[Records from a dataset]
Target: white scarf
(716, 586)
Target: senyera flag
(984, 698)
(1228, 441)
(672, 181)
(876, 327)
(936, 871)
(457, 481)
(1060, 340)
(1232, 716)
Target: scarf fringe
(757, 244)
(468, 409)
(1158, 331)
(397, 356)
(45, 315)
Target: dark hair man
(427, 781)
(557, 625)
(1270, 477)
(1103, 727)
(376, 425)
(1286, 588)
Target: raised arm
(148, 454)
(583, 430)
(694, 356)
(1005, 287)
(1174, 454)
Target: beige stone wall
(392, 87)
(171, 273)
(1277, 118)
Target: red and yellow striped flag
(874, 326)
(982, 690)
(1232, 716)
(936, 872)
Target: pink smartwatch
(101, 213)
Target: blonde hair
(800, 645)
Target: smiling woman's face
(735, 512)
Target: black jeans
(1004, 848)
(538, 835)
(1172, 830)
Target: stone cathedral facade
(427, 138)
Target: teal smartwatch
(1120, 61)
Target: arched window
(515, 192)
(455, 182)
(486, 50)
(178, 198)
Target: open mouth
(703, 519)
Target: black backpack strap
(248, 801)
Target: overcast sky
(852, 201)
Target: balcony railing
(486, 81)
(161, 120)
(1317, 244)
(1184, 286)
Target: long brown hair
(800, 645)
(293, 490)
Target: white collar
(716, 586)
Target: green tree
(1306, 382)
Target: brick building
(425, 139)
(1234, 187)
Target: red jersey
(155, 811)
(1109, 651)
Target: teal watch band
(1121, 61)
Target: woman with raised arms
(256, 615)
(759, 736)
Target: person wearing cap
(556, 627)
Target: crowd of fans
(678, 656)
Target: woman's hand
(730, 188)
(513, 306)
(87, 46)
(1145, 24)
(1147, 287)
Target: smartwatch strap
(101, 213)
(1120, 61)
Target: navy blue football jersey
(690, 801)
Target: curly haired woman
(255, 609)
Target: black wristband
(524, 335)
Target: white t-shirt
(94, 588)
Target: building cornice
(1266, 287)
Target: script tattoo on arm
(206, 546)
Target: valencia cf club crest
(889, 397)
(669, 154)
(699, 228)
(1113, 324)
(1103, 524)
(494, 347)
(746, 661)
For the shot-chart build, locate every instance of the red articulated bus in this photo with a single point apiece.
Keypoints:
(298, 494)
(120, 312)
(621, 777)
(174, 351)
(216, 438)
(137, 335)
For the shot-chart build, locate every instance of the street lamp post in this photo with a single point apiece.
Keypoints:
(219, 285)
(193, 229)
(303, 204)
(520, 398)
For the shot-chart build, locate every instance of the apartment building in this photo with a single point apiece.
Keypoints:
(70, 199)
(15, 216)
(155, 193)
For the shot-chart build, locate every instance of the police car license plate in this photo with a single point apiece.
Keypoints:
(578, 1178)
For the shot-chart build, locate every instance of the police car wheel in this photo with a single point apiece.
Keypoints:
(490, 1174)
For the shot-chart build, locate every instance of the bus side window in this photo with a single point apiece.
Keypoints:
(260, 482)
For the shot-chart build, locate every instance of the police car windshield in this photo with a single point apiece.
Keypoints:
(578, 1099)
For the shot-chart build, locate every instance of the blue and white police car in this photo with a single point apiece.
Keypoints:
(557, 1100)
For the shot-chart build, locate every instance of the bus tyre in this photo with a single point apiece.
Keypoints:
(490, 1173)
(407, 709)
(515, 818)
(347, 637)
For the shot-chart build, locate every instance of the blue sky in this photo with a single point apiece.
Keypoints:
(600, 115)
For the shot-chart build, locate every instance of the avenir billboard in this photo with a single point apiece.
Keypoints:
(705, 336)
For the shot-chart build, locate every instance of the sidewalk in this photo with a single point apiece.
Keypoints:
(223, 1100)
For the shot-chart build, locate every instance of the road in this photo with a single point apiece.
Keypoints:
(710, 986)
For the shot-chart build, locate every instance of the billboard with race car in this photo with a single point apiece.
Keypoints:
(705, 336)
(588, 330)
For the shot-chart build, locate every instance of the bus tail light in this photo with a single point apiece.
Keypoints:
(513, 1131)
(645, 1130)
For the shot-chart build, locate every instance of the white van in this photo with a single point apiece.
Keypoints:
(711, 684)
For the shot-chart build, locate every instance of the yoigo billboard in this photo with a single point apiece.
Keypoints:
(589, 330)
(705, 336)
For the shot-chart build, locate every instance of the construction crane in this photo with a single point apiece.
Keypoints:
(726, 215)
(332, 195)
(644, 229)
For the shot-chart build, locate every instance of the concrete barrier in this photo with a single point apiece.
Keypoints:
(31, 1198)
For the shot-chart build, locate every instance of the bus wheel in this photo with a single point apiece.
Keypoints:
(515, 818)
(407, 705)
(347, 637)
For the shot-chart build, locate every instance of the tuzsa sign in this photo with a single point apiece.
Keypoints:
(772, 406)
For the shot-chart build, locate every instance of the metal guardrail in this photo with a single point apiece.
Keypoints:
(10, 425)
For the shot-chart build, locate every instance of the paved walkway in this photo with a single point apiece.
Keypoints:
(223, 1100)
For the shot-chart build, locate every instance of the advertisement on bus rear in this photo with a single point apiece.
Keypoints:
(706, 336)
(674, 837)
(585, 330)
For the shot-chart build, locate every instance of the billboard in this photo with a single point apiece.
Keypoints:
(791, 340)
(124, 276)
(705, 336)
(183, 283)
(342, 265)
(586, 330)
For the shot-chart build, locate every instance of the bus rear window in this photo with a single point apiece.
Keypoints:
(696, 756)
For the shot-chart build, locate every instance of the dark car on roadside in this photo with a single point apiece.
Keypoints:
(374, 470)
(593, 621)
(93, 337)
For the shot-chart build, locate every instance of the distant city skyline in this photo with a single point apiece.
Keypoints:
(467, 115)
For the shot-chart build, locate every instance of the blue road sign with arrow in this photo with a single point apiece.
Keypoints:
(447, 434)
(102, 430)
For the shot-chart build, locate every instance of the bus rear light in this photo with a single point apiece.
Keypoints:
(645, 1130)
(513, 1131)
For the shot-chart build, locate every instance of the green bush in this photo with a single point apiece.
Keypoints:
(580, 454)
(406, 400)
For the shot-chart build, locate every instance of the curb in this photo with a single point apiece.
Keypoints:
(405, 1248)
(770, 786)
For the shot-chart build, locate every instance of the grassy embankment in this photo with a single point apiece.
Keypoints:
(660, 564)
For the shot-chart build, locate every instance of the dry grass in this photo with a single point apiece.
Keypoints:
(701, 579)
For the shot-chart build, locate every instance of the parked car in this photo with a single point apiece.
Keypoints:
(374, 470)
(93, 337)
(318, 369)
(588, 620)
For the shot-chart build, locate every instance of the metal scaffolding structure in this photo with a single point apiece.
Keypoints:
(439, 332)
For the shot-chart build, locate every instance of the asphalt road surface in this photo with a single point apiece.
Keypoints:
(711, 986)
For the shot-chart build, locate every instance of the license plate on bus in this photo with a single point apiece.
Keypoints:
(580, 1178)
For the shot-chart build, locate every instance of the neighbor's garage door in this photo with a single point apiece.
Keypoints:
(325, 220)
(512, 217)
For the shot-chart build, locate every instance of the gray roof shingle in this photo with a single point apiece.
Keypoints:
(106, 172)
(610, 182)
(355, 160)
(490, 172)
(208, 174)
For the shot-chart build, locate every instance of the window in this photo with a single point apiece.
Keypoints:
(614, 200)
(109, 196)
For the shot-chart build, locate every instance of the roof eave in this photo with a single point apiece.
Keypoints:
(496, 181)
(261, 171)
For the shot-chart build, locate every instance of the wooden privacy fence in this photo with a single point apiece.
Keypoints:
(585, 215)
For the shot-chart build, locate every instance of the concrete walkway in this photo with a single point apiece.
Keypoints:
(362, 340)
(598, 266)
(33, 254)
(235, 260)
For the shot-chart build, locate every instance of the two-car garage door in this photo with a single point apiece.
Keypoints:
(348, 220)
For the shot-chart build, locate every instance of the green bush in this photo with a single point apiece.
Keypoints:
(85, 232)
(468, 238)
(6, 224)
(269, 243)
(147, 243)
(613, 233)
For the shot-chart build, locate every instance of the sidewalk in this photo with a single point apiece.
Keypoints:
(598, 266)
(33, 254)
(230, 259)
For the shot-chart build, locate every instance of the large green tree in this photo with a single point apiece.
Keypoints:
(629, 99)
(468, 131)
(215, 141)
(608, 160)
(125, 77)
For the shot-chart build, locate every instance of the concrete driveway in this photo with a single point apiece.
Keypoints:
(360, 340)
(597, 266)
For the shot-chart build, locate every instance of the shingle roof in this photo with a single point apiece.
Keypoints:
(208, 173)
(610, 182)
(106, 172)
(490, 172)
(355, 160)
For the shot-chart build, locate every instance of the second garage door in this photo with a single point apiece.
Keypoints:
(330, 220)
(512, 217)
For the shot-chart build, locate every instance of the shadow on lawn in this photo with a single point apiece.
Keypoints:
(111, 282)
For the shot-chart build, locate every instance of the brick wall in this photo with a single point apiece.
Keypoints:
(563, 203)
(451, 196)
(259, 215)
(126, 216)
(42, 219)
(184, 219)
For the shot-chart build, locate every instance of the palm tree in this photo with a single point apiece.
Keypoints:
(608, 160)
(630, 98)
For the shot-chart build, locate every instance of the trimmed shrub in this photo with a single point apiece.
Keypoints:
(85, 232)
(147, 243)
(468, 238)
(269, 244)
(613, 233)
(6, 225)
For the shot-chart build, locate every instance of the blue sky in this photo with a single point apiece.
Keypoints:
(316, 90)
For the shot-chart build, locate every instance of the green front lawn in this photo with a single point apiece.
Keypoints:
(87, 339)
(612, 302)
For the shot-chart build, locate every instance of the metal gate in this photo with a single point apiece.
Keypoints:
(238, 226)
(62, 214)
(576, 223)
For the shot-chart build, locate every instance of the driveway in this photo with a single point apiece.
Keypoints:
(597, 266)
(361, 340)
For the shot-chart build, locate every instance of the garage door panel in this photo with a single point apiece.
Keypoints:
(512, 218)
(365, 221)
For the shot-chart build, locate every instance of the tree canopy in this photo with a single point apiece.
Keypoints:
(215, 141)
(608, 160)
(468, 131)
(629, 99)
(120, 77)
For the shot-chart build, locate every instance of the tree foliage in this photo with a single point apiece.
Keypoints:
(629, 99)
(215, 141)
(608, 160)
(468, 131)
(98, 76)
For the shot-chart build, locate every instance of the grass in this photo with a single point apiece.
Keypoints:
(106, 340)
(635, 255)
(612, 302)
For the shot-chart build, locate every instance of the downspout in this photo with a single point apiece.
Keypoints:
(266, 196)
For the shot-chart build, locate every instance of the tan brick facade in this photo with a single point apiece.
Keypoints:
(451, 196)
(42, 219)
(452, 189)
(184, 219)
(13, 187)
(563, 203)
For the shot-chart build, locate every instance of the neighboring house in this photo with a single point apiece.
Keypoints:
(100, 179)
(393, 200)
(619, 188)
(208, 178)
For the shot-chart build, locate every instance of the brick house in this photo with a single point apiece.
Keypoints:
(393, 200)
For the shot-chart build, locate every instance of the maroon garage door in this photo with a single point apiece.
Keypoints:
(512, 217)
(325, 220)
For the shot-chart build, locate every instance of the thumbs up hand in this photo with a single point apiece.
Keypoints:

**Exercise task**
Starting at the line that contains "For the shot-chart build, locate every instance of the driveway", print every line through the end of the listing, word for word. Leave out all the rest.

**Answer to this task**
For the shot-chart build, locate every instance of the driveway in this photo with a single point apiece.
Keypoints:
(597, 266)
(361, 340)
For the shot-chart build, locate every instance of the garage door panel in this photo with a single point apiece.
Keypoints:
(512, 218)
(365, 221)
For the shot-chart build, locate every instance of the tree canopy in this photo with a single point apiece.
Keypoints:
(215, 141)
(608, 160)
(468, 131)
(629, 99)
(120, 77)
For the shot-chart build, locate every instance of the tree foliage in this photo with a single point apiece.
Keypoints:
(629, 99)
(215, 141)
(608, 160)
(468, 131)
(98, 76)
For the shot-chart build, locate every instance of the grass in this photo with a single point apiece.
Keypoints:
(106, 340)
(635, 255)
(612, 302)
For the shot-chart build, locate every instance of the downspout in this photo with a single point apiece.
Keypoints:
(266, 196)
For the shot-chart build, locate every instance of the tan brick facade in this photo with a single point apiece.
Keypoints:
(451, 196)
(42, 219)
(452, 189)
(184, 219)
(13, 187)
(563, 203)
For the shot-chart build, locate every instance of the neighboring house in this photo with a single point apiece.
Keypoints:
(100, 179)
(393, 200)
(619, 188)
(208, 178)
For the shot-chart build, locate every instance of the brick house in this photo with a single point apiece.
Keypoints:
(393, 200)
For the shot-chart build, locate every instance of the maroon garage door in this photo with a single point apiece.
Keypoints:
(512, 217)
(325, 220)
For the shot-chart build, locate every instance of the thumbs up hand in this photo with a single point apiece.
Keypoints:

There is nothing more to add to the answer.